**Objective:** Copy the listing below word for word, line by line.

**The records:**
---

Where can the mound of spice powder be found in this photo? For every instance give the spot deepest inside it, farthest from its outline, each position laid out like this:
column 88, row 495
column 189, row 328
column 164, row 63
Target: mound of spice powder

---

**Problem solution:**
Where can the mound of spice powder be found in this photo? For every instance give the spot deepest inside it, farthest from its outline, each position laid out like this:
column 88, row 495
column 189, row 328
column 164, row 63
Target: mound of spice powder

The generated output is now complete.